• [Goal]: Reproduce all of the records below verbatim, without altering any line.

Entries for labeling bounding boxes
[START]
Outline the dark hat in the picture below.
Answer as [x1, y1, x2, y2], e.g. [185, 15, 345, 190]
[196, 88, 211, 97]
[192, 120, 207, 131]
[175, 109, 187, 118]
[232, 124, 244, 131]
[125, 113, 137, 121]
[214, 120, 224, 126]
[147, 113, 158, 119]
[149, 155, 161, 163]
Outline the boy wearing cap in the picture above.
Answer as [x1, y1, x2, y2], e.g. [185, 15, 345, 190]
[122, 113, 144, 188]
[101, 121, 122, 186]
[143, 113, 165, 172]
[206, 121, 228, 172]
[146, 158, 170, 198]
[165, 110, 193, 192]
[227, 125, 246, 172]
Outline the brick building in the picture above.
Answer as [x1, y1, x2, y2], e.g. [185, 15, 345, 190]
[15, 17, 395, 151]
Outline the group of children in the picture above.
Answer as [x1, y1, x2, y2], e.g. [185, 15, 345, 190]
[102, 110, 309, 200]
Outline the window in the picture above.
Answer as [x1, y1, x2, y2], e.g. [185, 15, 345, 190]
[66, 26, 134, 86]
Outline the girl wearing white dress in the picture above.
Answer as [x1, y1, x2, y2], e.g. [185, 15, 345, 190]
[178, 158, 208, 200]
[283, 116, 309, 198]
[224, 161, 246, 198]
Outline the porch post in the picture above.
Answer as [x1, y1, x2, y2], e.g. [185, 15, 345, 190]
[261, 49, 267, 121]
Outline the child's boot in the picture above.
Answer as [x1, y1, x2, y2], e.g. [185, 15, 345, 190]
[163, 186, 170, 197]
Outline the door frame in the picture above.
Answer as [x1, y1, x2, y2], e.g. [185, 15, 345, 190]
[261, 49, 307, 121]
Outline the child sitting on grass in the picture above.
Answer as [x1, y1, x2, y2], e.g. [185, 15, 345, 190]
[END]
• [Solution below]:
Outline the dark hat in the picture below.
Answer as [x1, y1, x2, y2], e.g. [185, 15, 345, 190]
[196, 88, 211, 97]
[192, 120, 207, 131]
[175, 109, 187, 118]
[232, 124, 244, 131]
[125, 113, 137, 121]
[214, 120, 224, 126]
[147, 113, 158, 119]
[149, 155, 161, 163]
Outline the boy wearing cap in the picture above.
Answer as [x1, y1, x2, y2], e.g. [185, 15, 345, 190]
[122, 113, 144, 188]
[101, 121, 122, 186]
[143, 113, 165, 172]
[206, 121, 228, 172]
[146, 158, 170, 198]
[165, 110, 193, 192]
[227, 125, 246, 172]
Outline the brick building in the picture above.
Answer as [x1, y1, x2, y2], e.g. [185, 15, 345, 190]
[15, 17, 395, 151]
Outline the group of children in the picture above.
Answer as [x1, y1, x2, y2], e.g. [185, 15, 345, 190]
[102, 110, 309, 200]
Outline the window in the picture above.
Answer as [x1, y1, x2, y2], e.g. [185, 15, 345, 190]
[66, 26, 134, 86]
Outline the girl wearing white dress in the picture above.
Answer as [x1, y1, x2, y2], e.g. [185, 15, 345, 190]
[178, 158, 208, 200]
[283, 116, 309, 198]
[224, 161, 246, 198]
Outline the porch post in the picture above.
Answer as [x1, y1, x2, y2], e.g. [185, 15, 345, 190]
[261, 49, 267, 121]
Outline the child's boot in the picture above.
Answer as [x1, y1, x2, y2], e.g. [185, 15, 345, 190]
[163, 186, 170, 197]
Outline the door frame in the picture above.
Answer as [x1, y1, x2, y2], e.g. [185, 15, 345, 190]
[261, 49, 307, 121]
Outline the child sitting on grass in the picture above.
Answer as [x1, y1, x2, y2], e.g. [185, 15, 345, 190]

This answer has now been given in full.